# La cerveza tiene hormonas femeninas?



## Chico3001 (Dic 6, 2008)

El otro día, estando reunidos varios amigos en un bar hablando de todo un poco, uno de los presentes dijo:

"¿Saben que he leído que la cerveza tiene hormonas femeninas?"

Los demás no se lo creían, así que decidieron verificar si realmente era cierto, tomándose unas quince chelas cada uno (en interés de la ciencia, por supuesto).

Pues bien, los resultados de esta experiencia en vivo fueron sorprendentes.

Al cabo de 15 rondas:
- El 80% se puso melancólico y lloraba por cualquier tontería.
- Todos creyeron estar engordado.
- El 78% se sentía incomprendido. 
- Hablaban todos a la vez sin decir nada interesante.
- Por supuesto, ninguno escucha lo que decían los demás.
- El 98% era incapaz de poner un foco. 
- Tenían dificultad para conducir correctamente.
- El 80% tenía dolor de cabeza y no tenía ganas de nada. 
- El 90% quería tener siempre la razón.
- Eran incapaces de seguir un razonamiento, por sencillo que fuera.
- El 85% quería ir a gastar el dinero en estupideces 
- Negaban obstinadamente estar equivocados, por muy evidente que fuera.

La conclusión parece clara: La cerveza está llena de hormonas femeninas.


----------



## Yoangel Lazaro (Dic 6, 2008)
__________
▸ **Instrucciones**:
• a. Del hilo sobre la cerveza y las hormonas femeninas, enumera cada resultado de las 15 rondas que lleva un porcentaje, junto con ese porcentaje.
• b. Prolonga el hilo sobre la cerveza y las hormonas femeninas a partir de donde se interrumpe.

▸ **Registros guardados**:
__________
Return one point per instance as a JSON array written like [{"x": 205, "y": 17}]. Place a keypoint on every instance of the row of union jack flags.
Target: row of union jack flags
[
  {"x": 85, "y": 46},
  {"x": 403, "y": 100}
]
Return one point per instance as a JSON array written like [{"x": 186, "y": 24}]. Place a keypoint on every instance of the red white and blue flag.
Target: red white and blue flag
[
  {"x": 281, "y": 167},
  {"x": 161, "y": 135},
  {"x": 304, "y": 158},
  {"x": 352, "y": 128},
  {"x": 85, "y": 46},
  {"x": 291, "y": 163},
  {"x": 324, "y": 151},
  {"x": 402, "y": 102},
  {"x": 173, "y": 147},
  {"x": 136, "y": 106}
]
__________
▸ **Respuestas**:
• a.
- 80%: se puso melancólico y lloraba por cualquier tontería.
- 78%: se sentía incomprendido.
- 98%: era incapaz de poner un foco.
- 80%: tenía dolor de cabeza y no tenía ganas de nada.
- 90%: quería tener siempre la razón.
- 85%: quería ir a gastar el dinero en estupideces.

• b.
Pues en realidad no sé si la cerveza tenga hormonas femeninas, pero lo que escribistes parece mas un chiste machista que cualquier otra cosa!


----------



## mabauti (Dic 6, 2008)

vaya, entonces HAY QUE ACABAR CON ELLA!


----------



## fernandob (Dic 6, 2008)

si, es un chiste machista.
gracioso pero machista.

lo triste es que las actitudes machistas son exactamente iguales que las feministas pero solo cambia el genero, asi que si van a tirar piedras vayan juntando de ambos lados por que ninguno es diferente.   

yo.....ya tire y recibi, y se que no se llega a nada util .........asi que le voy a tocar el timbre karapalida a ver si me invita un fernet..sin pierdas


----------



## zeta_bola_1 (Dic 6, 2008)

jajajajajajajajajajajajaj, por dios, jajajajajajaj


----------



## juancarfox (Dic 6, 2008)

zeta_bola_1 dijo:
			
		

> jajajajajajajajajajajajaj, por dios, jajajajajajaj





jajajajajaja


----------



## Guest (Dic 6, 2008)

juancarfox dijo:
			
		

> zeta_bola_1 dijo:
> 
> 
> 
> ...


----------



## Chico3001 (Dic 6, 2008)

yoangel dijo:
			
		

> Pues en realidad no sé si la cerveza tenga hormonas femeninas, pero lo que escribistes parece mas un chiste machista que cualquier otra cosa!



Es un chiste machista...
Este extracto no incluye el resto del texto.